» **To-do list**:
[1] Answer these questions about the book review, one line each, with answers marked (a), (b), (c):
(a) About how long ago did the reviewer read Tess?
(b) Who is the hero of Barely a Lady?
(c) Which flashback could the reviewer have done without?
[2] Write out the book review word for word, from "So here’s my" up to and including "ruined it for me.".

» **Page**:
:::::

It’s been about ten years since I read Tess, but it made an indelible impression on me.  It’s not often that I absolutely hate a book and everything it stands for, but that’s how I feel about Tess.  That book and everything that happens in it fill me with an impotent rage against the whole history of the world and against that inclination that may occur naturally in females or may be cultivated in us to internalize all the horrible things that may or may not happen to us and conclude that they are our fault.  Blech.

Cover image, Barely a Lady by Eileen Dreyer

Anyway, this rant about Tess of the d’Urbervilles is brought to you by Barely a Lady by Eileen Dreyer.  Great cover, right?  Actually, it sort of reminds me of some of the stylized poses of Titian or Rubens painting Venus and Adonis…


Anyway, back to Barely a Lady… Actually, I really enjoyed it until I finished the book and realized how very much it reminded me of Tess of the d’Urbervilles… then I got a little angry at it, but I still think it was overall a good book.  Unlike Tess, I recommend that lovers of the romance genre read Barely a Lady, because it is well written and unwraps its intrigue and mystery very slowly like the best kind of present.  Honestly, if I’d never read TessBarely a Lady would probably have gotten a 5-star review out of me.  Instead, Tess has ruined me for books about long-suffering females.

I don’t want to write about the plot of Barely a Lady.  Most of the fun of reading the book is figuring out what’s going on, and I certainly wouldn’t want to ruin that for anyone.  Suffice it to say, then, that Eileen Dreyer is masterful at unfolding backstory in a way that keeps you entertained and on your toes.  Most of the time backstory is murder on a plot, as all the action is on hold until the reader is brought up to speed on what are considered important details (but, usually, the backstory isn’t all that important to the reader’s experience).  But Dreyer weaves in the backstory very carefully, bringing in a bit here, a bit there, and always furthering the plot and character development (of the female characters, at least) with every pass.  There are a few flashbacks, but they didn’t annoy me very much.  Except the Mimi one… I could have done without that nonsense.

So here’s my problem with Barely a Lady: Jack.  He’s the hero, so you expect him to be heroic.  Or perhaps you expect him to be an anti-hero (those are OK too).  What you don’t expect is for him to have all the character of a petulant child who lashes out because he does not get his way.  And maybe he, like Angel Clare, at some point realizes that he was phenomenally in the wrong, but I just don’t think that he paid enough for what he did.  The ending was utterly implausible to me.  Maybe I’m just not enough of a long-suffering woman, but I think a lot more groveling was in order, and I would have enjoyed reading every page of it.  I know–way overkill–but the ending felt like a little betrayal, to me.

All that to say, damn you Tess of the d’Urbervilles!  I was really looking forward to that book, and you ruined it for me.

:::::

» **Extracted information**:
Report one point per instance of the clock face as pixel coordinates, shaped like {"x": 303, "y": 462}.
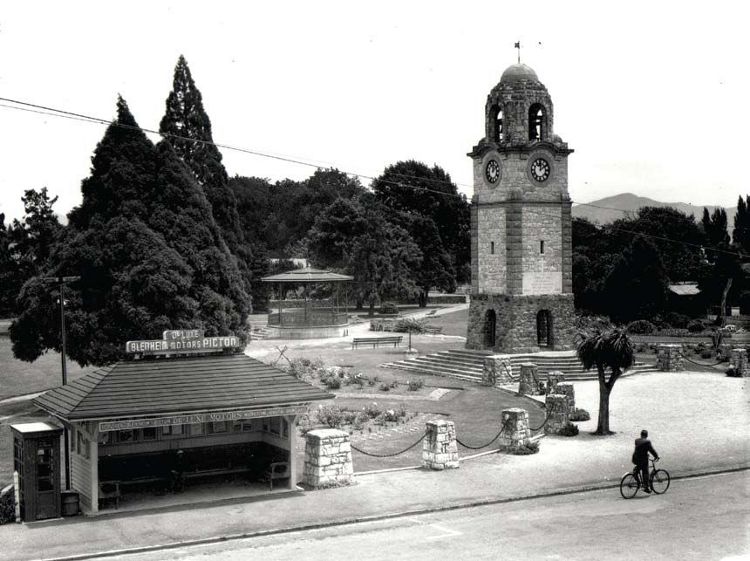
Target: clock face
{"x": 540, "y": 169}
{"x": 492, "y": 171}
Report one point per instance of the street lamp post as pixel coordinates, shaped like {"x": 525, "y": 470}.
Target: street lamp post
{"x": 61, "y": 281}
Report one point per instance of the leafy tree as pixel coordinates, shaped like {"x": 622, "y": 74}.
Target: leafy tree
{"x": 722, "y": 255}
{"x": 123, "y": 169}
{"x": 354, "y": 237}
{"x": 609, "y": 349}
{"x": 25, "y": 246}
{"x": 281, "y": 215}
{"x": 436, "y": 268}
{"x": 715, "y": 229}
{"x": 8, "y": 292}
{"x": 36, "y": 233}
{"x": 637, "y": 285}
{"x": 413, "y": 188}
{"x": 674, "y": 234}
{"x": 154, "y": 262}
{"x": 187, "y": 128}
{"x": 741, "y": 231}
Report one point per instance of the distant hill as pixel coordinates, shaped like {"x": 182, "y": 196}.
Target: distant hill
{"x": 610, "y": 209}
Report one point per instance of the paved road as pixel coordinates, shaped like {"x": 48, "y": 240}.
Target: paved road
{"x": 706, "y": 518}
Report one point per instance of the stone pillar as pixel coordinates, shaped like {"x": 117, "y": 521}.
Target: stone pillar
{"x": 439, "y": 450}
{"x": 669, "y": 357}
{"x": 528, "y": 384}
{"x": 328, "y": 459}
{"x": 557, "y": 411}
{"x": 567, "y": 389}
{"x": 554, "y": 378}
{"x": 739, "y": 359}
{"x": 497, "y": 370}
{"x": 291, "y": 423}
{"x": 516, "y": 427}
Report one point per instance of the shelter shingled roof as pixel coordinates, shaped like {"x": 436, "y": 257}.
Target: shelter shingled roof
{"x": 177, "y": 385}
{"x": 307, "y": 274}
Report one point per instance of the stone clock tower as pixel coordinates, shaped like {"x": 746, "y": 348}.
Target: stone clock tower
{"x": 521, "y": 232}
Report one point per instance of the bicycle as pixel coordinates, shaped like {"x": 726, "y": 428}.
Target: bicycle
{"x": 658, "y": 478}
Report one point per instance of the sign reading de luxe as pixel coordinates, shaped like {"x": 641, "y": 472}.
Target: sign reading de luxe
{"x": 182, "y": 340}
{"x": 129, "y": 424}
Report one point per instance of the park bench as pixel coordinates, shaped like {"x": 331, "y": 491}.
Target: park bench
{"x": 377, "y": 341}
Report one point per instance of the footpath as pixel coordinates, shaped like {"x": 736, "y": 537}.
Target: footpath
{"x": 698, "y": 423}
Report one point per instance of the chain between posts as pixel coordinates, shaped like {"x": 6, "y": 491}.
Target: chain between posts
{"x": 389, "y": 455}
{"x": 484, "y": 445}
{"x": 549, "y": 414}
{"x": 701, "y": 364}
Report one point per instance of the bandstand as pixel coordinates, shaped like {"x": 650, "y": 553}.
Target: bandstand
{"x": 310, "y": 316}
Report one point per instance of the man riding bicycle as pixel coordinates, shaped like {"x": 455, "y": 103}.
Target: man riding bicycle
{"x": 640, "y": 458}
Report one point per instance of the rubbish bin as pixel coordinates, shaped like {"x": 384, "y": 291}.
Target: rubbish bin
{"x": 69, "y": 503}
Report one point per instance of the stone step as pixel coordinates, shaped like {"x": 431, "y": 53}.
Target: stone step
{"x": 446, "y": 359}
{"x": 435, "y": 363}
{"x": 432, "y": 367}
{"x": 421, "y": 370}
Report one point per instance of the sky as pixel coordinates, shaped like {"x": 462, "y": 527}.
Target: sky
{"x": 650, "y": 95}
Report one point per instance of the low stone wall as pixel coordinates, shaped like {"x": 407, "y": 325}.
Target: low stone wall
{"x": 516, "y": 431}
{"x": 328, "y": 459}
{"x": 553, "y": 378}
{"x": 739, "y": 360}
{"x": 558, "y": 413}
{"x": 439, "y": 449}
{"x": 669, "y": 357}
{"x": 567, "y": 389}
{"x": 497, "y": 370}
{"x": 528, "y": 384}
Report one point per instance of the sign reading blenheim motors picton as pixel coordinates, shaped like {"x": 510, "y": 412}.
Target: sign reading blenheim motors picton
{"x": 182, "y": 340}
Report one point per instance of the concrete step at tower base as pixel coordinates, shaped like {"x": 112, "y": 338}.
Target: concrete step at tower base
{"x": 467, "y": 364}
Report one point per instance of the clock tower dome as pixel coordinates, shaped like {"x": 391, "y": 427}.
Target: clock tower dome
{"x": 521, "y": 231}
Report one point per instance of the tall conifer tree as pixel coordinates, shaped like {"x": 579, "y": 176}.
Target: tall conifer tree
{"x": 149, "y": 254}
{"x": 187, "y": 128}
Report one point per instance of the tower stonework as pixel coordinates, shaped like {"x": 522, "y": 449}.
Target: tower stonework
{"x": 521, "y": 231}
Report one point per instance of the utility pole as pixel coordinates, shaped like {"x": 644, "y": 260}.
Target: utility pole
{"x": 61, "y": 281}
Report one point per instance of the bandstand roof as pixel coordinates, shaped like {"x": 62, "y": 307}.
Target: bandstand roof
{"x": 307, "y": 274}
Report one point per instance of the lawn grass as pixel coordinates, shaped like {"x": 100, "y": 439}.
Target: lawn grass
{"x": 475, "y": 410}
{"x": 18, "y": 377}
{"x": 453, "y": 323}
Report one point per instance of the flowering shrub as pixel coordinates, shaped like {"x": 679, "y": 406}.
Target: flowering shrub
{"x": 304, "y": 368}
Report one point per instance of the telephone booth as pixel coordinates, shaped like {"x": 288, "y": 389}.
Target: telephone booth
{"x": 36, "y": 458}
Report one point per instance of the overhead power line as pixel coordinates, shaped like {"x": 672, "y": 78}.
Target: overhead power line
{"x": 55, "y": 112}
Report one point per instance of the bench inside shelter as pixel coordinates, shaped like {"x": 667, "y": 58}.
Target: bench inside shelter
{"x": 394, "y": 340}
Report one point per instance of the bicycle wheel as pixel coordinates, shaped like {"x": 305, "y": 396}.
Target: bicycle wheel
{"x": 628, "y": 486}
{"x": 660, "y": 481}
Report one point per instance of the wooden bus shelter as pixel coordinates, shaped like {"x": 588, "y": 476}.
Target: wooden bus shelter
{"x": 185, "y": 408}
{"x": 309, "y": 317}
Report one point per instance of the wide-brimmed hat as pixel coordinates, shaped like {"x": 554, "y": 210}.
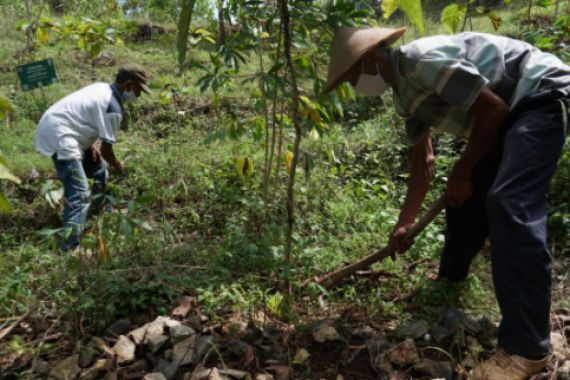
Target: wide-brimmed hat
{"x": 137, "y": 73}
{"x": 350, "y": 44}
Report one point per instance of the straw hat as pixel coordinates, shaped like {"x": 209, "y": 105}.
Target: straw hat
{"x": 350, "y": 44}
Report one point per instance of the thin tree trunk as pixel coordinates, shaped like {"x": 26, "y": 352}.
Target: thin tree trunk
{"x": 222, "y": 27}
{"x": 183, "y": 29}
{"x": 298, "y": 134}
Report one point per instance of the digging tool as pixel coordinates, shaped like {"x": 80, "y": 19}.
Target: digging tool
{"x": 331, "y": 279}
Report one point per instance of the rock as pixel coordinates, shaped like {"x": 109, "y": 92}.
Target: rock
{"x": 184, "y": 352}
{"x": 404, "y": 354}
{"x": 326, "y": 333}
{"x": 435, "y": 369}
{"x": 452, "y": 319}
{"x": 440, "y": 333}
{"x": 86, "y": 356}
{"x": 281, "y": 372}
{"x": 471, "y": 326}
{"x": 234, "y": 373}
{"x": 138, "y": 335}
{"x": 120, "y": 327}
{"x": 95, "y": 372}
{"x": 204, "y": 345}
{"x": 155, "y": 342}
{"x": 488, "y": 335}
{"x": 414, "y": 330}
{"x": 264, "y": 376}
{"x": 180, "y": 332}
{"x": 125, "y": 350}
{"x": 168, "y": 369}
{"x": 154, "y": 376}
{"x": 563, "y": 373}
{"x": 41, "y": 367}
{"x": 301, "y": 356}
{"x": 66, "y": 369}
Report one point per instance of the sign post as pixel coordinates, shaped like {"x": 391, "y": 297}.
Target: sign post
{"x": 37, "y": 74}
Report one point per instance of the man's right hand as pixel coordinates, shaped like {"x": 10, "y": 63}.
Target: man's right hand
{"x": 119, "y": 168}
{"x": 397, "y": 237}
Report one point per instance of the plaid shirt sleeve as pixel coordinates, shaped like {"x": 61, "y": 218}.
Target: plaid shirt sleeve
{"x": 455, "y": 80}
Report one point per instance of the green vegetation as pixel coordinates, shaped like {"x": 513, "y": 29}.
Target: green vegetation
{"x": 202, "y": 208}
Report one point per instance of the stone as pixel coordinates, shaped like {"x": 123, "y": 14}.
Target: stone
{"x": 414, "y": 330}
{"x": 95, "y": 372}
{"x": 301, "y": 356}
{"x": 155, "y": 342}
{"x": 120, "y": 327}
{"x": 326, "y": 333}
{"x": 138, "y": 335}
{"x": 154, "y": 376}
{"x": 204, "y": 345}
{"x": 234, "y": 373}
{"x": 563, "y": 372}
{"x": 125, "y": 350}
{"x": 180, "y": 332}
{"x": 264, "y": 376}
{"x": 435, "y": 369}
{"x": 86, "y": 356}
{"x": 405, "y": 353}
{"x": 281, "y": 372}
{"x": 184, "y": 352}
{"x": 440, "y": 333}
{"x": 168, "y": 369}
{"x": 66, "y": 369}
{"x": 471, "y": 326}
{"x": 452, "y": 319}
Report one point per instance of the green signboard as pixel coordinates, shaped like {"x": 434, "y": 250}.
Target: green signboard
{"x": 37, "y": 74}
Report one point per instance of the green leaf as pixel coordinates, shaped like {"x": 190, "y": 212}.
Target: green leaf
{"x": 452, "y": 16}
{"x": 388, "y": 8}
{"x": 4, "y": 206}
{"x": 413, "y": 9}
{"x": 274, "y": 303}
{"x": 42, "y": 35}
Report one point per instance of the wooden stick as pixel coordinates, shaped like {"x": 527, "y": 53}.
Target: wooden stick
{"x": 335, "y": 277}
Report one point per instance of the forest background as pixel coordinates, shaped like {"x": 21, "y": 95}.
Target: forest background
{"x": 243, "y": 181}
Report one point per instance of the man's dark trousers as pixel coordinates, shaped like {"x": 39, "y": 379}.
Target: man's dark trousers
{"x": 509, "y": 205}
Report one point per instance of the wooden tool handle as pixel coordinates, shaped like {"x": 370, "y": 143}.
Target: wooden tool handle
{"x": 333, "y": 278}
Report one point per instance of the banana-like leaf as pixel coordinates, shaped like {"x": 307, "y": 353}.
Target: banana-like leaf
{"x": 4, "y": 205}
{"x": 452, "y": 16}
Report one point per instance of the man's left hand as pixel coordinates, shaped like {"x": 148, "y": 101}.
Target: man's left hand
{"x": 459, "y": 188}
{"x": 95, "y": 153}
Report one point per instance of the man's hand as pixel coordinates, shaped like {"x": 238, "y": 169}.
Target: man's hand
{"x": 119, "y": 168}
{"x": 459, "y": 187}
{"x": 397, "y": 240}
{"x": 95, "y": 153}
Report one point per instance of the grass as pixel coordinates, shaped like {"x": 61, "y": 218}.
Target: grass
{"x": 212, "y": 234}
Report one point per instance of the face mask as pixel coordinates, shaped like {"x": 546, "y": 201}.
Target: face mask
{"x": 128, "y": 96}
{"x": 371, "y": 85}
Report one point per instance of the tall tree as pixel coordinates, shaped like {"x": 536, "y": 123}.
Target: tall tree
{"x": 183, "y": 30}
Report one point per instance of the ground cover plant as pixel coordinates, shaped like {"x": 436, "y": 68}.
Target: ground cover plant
{"x": 243, "y": 184}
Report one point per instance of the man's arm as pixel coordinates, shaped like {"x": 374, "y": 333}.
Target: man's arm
{"x": 109, "y": 156}
{"x": 489, "y": 113}
{"x": 421, "y": 174}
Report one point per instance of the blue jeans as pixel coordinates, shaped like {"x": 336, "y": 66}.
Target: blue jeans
{"x": 76, "y": 194}
{"x": 510, "y": 184}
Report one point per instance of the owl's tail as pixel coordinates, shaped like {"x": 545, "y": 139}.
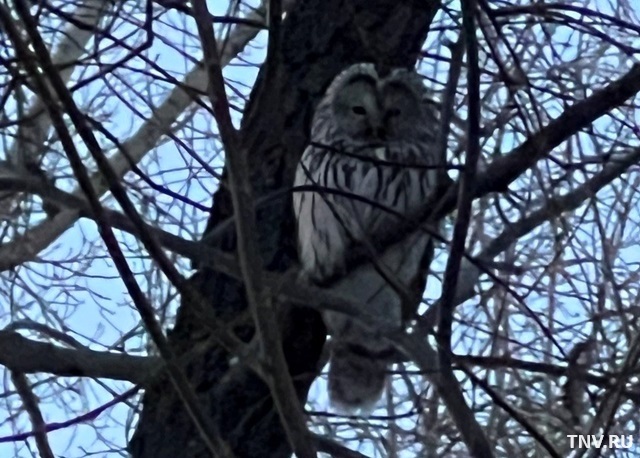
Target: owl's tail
{"x": 356, "y": 376}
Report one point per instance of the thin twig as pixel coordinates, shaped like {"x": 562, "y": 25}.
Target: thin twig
{"x": 30, "y": 403}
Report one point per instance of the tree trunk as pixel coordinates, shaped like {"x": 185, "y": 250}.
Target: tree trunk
{"x": 318, "y": 39}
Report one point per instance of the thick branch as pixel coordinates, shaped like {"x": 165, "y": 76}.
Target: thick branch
{"x": 20, "y": 354}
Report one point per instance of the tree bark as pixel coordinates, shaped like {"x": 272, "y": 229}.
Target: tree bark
{"x": 318, "y": 39}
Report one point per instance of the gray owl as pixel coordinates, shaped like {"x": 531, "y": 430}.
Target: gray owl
{"x": 371, "y": 159}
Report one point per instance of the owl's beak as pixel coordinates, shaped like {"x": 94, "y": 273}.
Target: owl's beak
{"x": 378, "y": 131}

:::::

» **Exercise results**:
[1]
(a) About ten years ago.
(b) Jack.
(c) The Mimi one.

[2]
So here’s my problem with Barely a Lady: Jack.  He’s the hero, so you expect him to be heroic.  Or perhaps you expect him to be an anti-hero (those are OK too).  What you don’t expect is for him to have all the character of a petulant child who lashes out because he does not get his way.  And maybe he, like Angel Clare, at some point realizes that he was phenomenally in the wrong, but I just don’t think that he paid enough for what he did.  The ending was utterly implausible to me.  Maybe I’m just not enough of a long-suffering woman, but I think a lot more groveling was in order, and I would have enjoyed reading every page of it.  I know–way overkill–but the ending felt like a little betrayal, to me.

All that to say, damn you Tess of the d’Urbervilles!  I was really looking forward to that book, and you ruined it for me.